* _SHORT TASK_
Write the next part of the email thread below about the BookKeeper buffer bug, starting after its final sentence.

[begin READING PASSAGE]

Hi guys,
    Thanks for Micheal's great job, and he already pushed one PR [1]
to fix this bug on the BookKeeper side. This comment [2] shows how
this bug happens.

I will cut BookKeeper 4.16.1 release soon.

Thanks,
Hang


[1] https://github.com/apache/bookkeeper/pull/3919
[2] https://github.com/apache/bookkeeper/pull/3919#issuecomment-1508220615

Michael Marshall <mmarsh...@apache.org> 于2023年4月14日周五 07:32写道:
>
> I ended up digging a little longer. I have some partial results to share.
>
> It seems to me the problem was likely introduced by this Bookkeeper PR
> https://github.com/apache/bookkeeper/pull/3783.
>
> These are likely the problematic lines:
> https://github.com/apache/bookkeeper/blob/234b817cdb4e054887ffd5e42eaed25dc02daf63/bookkeeper-server/src/main/java/org/apache/bookkeeper/proto/checksum/DigestManager.java#L161-L167
>
> My current theory is that we're using a CompositeByteBuf when the
> brokerEntryMetadataInterceptors is in use. Because of that, the call
> in OpAddEntry [0] does not produce a deep copy of the readerIndex and
> the writerIndex. When pulsar passes the "duplicateBuffer" to the
> bookkeeper client, the internal buffer's readerIndex and writerIndex
> are both mutable state. Therefore, when we call the `writeBytes`
> method in the DigestManager, the buffer's readerIndex is moved
> forward. Interestingly, when the buffer is big enough, we rely on
> `ByteBufList` to coalesce the buffers and it appears the readerIndex
> is maintained in that case.
>
> That likely explains why we're seeing the readerIndex equal to the
> buffer's capacity.
>
> It'd be good to get a definitive test to confirm this theory. (Sorry,
> I would have tested myself, but I need to sign off now.)
>
> Thanks,
> Michael
>
> [0] 
> https://github.com/apache/pulsar/blob/bafecb2a9c0e73942de6a38df72dd5888d5afd66/managed-ledger/src/main/java/org/apache/bookkeeper/mledger/impl/OpAddEntry.java#L126
>
> On Thu, Apr 13, 2023 at 5:31 PM Michael Marshall <mmarsh...@apache.org> wrote:
> >
> > By my testing using the above steps to reproduce the issue, I do not
> > see the bug on commit [0] but I do see it on the subsequent commit
> > [1].

[end READING PASSAGE]
[begin DATASET]

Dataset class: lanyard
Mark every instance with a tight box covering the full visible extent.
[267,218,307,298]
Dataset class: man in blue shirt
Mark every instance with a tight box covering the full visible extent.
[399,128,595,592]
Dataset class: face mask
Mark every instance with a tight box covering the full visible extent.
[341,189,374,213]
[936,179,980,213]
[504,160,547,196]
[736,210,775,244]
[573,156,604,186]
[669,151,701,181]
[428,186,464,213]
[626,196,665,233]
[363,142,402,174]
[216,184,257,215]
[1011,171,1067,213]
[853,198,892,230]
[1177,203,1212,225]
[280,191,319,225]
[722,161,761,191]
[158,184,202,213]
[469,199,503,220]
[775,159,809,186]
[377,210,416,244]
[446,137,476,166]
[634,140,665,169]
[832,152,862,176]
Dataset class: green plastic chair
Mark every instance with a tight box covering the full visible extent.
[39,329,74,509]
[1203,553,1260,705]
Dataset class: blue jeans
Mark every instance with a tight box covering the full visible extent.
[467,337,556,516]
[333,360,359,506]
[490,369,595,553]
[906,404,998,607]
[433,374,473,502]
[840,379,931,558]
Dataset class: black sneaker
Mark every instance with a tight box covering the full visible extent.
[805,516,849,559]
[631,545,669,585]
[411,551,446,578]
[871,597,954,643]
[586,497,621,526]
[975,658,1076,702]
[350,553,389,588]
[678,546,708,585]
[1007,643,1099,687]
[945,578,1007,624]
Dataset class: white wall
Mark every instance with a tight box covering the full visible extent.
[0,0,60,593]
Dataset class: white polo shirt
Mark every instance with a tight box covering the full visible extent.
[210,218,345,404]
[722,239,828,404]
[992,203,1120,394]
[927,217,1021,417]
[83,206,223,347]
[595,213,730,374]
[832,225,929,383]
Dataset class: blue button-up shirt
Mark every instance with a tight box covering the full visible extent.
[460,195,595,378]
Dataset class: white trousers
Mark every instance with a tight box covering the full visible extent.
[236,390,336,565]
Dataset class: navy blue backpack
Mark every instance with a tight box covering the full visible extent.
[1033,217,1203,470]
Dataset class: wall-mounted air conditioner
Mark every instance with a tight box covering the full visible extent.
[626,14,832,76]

[end DATASET]

* _RESULT OF THE TASK_
> >
> > That indicates [1], which is the bookkeeper client upgrade to 4.16.0
> > commit, introduced the problem. I need to sign off soon. I appreciate
> > any help you can provide in looking into this issue!
> >
> > Thanks,
> > Michael
> >
> > [0] 
> > https://github.com/apache/pulsar/commit/25af808970fc02281a0b9345c5de205654d7b789
> > [1] 
> > https://github.com/apache/pulsar/commit/a7a605f13565edc380b8ae01808832c426f16d1f
> >
> > On Thu, Apr 13, 2023 at 4:51 PM Michael Marshall <mmarsh...@apache.org> 
> > wrote:
> > >
> > > Here's an update on my progress. I reproduced Dave's observations with
> > > the following steps:
> > >
> > > 1. Download and unpack 3.0.0 RC 1.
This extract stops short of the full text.